* [Document]
»»
A propos de La joyeuse complainte de l'idiot



C'est toujours un bonheur que de voir un écrivain s'épanouir, et le sixième roman du Lausannois Michel Layaz, La joyeuse complainte de l'idiot, nous vaut ce plaisir autant pour l'originalité de sa vision — apparemment dégagée de tout réalisme et renvoyant cependant à notre monde avec une verve critique réjouissante — que pour l'éclat et les chatoiements de son écriture, jamais aussi libre et inventive qu'en ces pages. Rappelant la douce dinguerie hyperlucide d'un Robert Walser, et d'abord parce qu'il se passe dans un « débarras à enfants » assez semblable au fameux Institut Benjamenta du génial Alémanique, ce roman évoque également la figure tutélaire de Cendrars par ses dérives épiques, le goût du conte qui s'y déploie et sa faconde verbale.

Si le pensionnat pour jeunes gens fait partie d'une certaine mythologie littéraire helvétique (songeons à celui des Années bienheureuses du châtiment de Fleur Jaeggy, ou au Waldfried de L'Eté des Sept-Dormants nourrissant les rêveries pédérastiques de Jacques Mercanton), c'est plutôt en une abbaye de Thélème à la Rabelais que nous introduit le narrateur candide de La joyeuse complainte de l'idiot, qui se fera le chroniqueur de l'institution dirigée par Madame Vivianne (avec deux n, comme ses deux opulents nénés), mélange de déesse originelle et de mère adoptive aux méthodes éducatives peu conventionnelles.

En ce lieu est réunie une quarantaine de garçons qui sont tous « fondamentalement des êtres de bonne pâte », que Madame Vivianne et ses collaborateurs pétrissent à leur façon pour les délivrer, notamment, du « bât de la sottise » et du « piquet de la fadeur » autant que du « râtelier de l'insignifiance ». Sans s'attarder sur ses condisciples, à l'exception d'un David impatient de refaire le monde et d'un doux Raphaël goûtant aux choses et aux gens en les léchant avec une très innocente volupté, notre chroniqueur détaille en revanche les employés nombreux de la maison, tous liés entre eux par une sorte de complicité tribale. Il y a là Josette, la réceptionniste à « croupe vivace », vissée à sa chaise sur laquelle elle « toupillonne » à l'occasion en la saillante compagnie de Monsieur Hadrien, le jardinier ; le professeur Karl aux préceptes humanistes aussi peu maculés d'inculture que ses blanches chemises ; un Monsieur Guillaume qui a roulé sa bosse et n'en finit pas de le raconter ; deux jumelles cuisinières bien en chair et dont la chère prouve aux garçons qu'on peut « toucher l'éternité » dès ici-bas ; enfin l'étonnant docteur Félix grâce auquel le complexe d'Œdipe devrait se solutionner, puisqu'en la ville idéale qu'il rêve de fonder la procréation sera interdite aux mâles de moins de 85 ans et qu'on préservera l'enfant en bas âge de l'amour étouffant de sa mère.
««
* [Consignes]
• A. Recopiez le passage de la critique de La joyeuse complainte de l'idiot qui va de « Si le pensionnat » à « éducatives peu conventionnelles. ».
• B. Poursuivez la critique de La joyeuse complainte de l'idiot à partir de l'endroit où elle s'arrête.

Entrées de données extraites
»»
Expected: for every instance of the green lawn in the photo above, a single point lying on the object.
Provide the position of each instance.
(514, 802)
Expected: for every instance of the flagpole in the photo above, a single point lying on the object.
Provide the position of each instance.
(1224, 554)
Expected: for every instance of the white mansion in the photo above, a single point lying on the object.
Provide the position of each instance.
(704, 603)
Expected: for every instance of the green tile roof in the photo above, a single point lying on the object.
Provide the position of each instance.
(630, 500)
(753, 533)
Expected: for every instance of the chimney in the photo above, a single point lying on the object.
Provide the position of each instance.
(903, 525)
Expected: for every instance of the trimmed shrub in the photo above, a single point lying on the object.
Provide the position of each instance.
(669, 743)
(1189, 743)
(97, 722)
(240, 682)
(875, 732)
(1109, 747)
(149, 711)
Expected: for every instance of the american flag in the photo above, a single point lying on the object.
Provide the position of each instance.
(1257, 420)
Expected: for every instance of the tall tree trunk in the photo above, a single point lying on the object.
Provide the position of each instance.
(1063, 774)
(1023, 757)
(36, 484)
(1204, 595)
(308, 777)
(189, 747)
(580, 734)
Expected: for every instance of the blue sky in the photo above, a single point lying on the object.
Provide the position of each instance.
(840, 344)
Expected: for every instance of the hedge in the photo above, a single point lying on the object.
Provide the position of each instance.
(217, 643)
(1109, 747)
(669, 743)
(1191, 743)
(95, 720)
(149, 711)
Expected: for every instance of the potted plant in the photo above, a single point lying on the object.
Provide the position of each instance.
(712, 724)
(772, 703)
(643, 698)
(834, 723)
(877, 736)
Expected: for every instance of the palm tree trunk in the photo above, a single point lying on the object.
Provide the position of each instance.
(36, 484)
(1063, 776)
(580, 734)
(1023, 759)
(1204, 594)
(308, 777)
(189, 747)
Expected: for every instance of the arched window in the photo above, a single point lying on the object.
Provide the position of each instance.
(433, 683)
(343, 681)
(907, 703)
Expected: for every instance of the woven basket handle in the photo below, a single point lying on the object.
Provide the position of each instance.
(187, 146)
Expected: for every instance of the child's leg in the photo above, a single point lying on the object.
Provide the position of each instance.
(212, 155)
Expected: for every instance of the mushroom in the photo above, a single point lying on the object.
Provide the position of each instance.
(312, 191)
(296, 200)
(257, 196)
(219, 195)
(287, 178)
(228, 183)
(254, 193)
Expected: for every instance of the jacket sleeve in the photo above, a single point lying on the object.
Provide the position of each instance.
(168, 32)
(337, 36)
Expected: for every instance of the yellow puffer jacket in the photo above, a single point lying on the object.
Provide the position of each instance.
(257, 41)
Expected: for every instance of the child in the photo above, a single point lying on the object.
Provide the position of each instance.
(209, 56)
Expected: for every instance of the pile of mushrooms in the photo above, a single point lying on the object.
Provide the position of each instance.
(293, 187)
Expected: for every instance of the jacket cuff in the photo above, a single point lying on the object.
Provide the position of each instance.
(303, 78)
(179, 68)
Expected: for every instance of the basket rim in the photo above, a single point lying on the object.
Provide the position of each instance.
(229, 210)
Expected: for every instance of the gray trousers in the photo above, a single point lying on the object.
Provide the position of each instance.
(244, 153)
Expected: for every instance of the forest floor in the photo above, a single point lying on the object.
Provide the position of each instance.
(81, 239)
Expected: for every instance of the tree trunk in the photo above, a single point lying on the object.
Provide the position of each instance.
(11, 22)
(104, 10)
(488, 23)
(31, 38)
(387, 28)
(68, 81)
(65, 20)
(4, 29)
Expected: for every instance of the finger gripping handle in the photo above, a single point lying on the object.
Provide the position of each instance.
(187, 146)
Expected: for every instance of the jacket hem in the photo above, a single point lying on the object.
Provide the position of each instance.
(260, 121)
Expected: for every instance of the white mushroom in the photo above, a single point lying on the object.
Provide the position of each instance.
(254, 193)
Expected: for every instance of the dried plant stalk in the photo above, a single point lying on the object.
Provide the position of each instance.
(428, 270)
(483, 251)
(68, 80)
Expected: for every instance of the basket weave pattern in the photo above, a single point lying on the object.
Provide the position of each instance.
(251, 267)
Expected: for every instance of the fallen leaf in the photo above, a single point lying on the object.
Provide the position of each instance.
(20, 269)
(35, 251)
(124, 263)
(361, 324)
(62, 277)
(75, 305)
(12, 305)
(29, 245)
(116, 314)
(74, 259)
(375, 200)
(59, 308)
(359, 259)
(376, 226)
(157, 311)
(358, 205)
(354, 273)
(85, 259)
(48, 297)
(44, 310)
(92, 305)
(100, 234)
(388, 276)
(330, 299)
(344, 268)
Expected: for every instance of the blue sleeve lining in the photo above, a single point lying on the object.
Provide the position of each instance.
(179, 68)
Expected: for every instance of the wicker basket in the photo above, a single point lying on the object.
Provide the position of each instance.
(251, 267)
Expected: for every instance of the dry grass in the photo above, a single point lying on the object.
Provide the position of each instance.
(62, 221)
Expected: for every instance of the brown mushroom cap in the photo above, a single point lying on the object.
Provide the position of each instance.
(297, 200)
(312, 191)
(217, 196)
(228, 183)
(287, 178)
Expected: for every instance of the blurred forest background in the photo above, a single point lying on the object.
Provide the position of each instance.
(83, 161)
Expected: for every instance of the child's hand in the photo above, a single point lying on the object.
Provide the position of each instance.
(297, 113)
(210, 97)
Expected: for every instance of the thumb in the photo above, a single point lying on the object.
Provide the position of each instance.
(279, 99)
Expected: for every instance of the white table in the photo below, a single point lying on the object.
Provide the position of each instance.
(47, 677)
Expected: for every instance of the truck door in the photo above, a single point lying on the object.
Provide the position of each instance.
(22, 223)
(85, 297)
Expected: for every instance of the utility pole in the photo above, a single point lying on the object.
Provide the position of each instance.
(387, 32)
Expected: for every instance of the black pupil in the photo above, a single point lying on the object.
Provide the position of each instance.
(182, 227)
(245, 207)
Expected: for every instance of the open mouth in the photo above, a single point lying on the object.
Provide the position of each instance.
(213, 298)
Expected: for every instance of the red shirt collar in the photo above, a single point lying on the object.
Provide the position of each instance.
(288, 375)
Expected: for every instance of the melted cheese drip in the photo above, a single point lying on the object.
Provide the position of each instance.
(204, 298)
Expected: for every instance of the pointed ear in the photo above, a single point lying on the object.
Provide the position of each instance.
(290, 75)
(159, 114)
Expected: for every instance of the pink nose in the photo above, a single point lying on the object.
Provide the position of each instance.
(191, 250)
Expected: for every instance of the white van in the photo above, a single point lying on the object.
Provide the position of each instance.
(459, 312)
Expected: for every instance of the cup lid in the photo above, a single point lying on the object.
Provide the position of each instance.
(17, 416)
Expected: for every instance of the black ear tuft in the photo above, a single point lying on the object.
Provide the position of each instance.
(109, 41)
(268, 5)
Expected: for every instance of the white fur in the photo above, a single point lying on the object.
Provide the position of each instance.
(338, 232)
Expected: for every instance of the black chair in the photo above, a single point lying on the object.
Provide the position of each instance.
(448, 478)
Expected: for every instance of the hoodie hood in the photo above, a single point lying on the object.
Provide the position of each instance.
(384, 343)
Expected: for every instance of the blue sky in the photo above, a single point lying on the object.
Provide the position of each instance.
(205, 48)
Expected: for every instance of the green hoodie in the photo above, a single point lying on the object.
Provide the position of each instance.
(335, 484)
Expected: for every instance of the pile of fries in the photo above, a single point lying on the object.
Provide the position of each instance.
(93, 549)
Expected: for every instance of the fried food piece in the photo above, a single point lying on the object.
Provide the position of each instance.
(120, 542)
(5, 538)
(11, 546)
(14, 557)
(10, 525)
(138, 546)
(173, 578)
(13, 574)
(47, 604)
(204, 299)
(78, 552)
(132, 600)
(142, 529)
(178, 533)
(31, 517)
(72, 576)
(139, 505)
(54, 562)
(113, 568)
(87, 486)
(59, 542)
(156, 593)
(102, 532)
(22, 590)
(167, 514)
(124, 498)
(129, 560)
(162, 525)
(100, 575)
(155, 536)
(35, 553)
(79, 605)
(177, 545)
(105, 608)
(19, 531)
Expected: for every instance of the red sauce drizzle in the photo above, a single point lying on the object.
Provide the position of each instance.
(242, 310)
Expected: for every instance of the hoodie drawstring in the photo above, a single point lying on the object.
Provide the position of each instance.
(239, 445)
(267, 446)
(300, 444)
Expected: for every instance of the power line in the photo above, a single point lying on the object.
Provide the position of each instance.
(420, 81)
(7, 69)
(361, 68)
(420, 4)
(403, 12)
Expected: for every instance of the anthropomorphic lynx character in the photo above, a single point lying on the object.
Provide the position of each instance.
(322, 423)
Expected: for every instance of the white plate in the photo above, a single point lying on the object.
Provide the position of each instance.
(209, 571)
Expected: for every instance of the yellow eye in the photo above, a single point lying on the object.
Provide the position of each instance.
««
* [Résultats]
• A.
Si le pensionnat pour jeunes gens fait partie d'une certaine mythologie littéraire helvétique (songeons à celui des Années bienheureuses du châtiment de Fleur Jaeggy, ou au Waldfried de L'Eté des Sept-Dormants nourrissant les rêveries pédérastiques de Jacques Mercanton), c'est plutôt en une abbaye de Thélème à la Rabelais que nous introduit le narrateur candide de La joyeuse complainte de l'idiot, qui se fera le chroniqueur de l'institution dirigée par Madame Vivianne (avec deux n, comme ses deux opulents nénés), mélange de déesse originelle et de mère adoptive aux méthodes éducatives peu conventionnelles.

• B.
De même que le nom de La Demeure est une antiphrase, puisque nul n'y reste, son statut « inversé » fait figure de fiction libertaire, alors que les murs de ses salles d'eau conservent encore le souvenir des clameurs des anciens « détraqués profonds » qu'on y bouclait jadis. Quand il se rend en ville avec Raphaël, le narrateur y est moqué par les jeunes gens « normaux » dont l'obsession consiste essentiellement à surveiller le « cours du Nasdaq » en sorte de faire fortune avant la trentaine ; mais l'utopie est allègrement vécue par la joyeuse bande, qui trouvera finalement la manière la plus poétique de sauver La Demeure au moment où le fils vénal du proprio défunté menacera de la vendre au plus offrant.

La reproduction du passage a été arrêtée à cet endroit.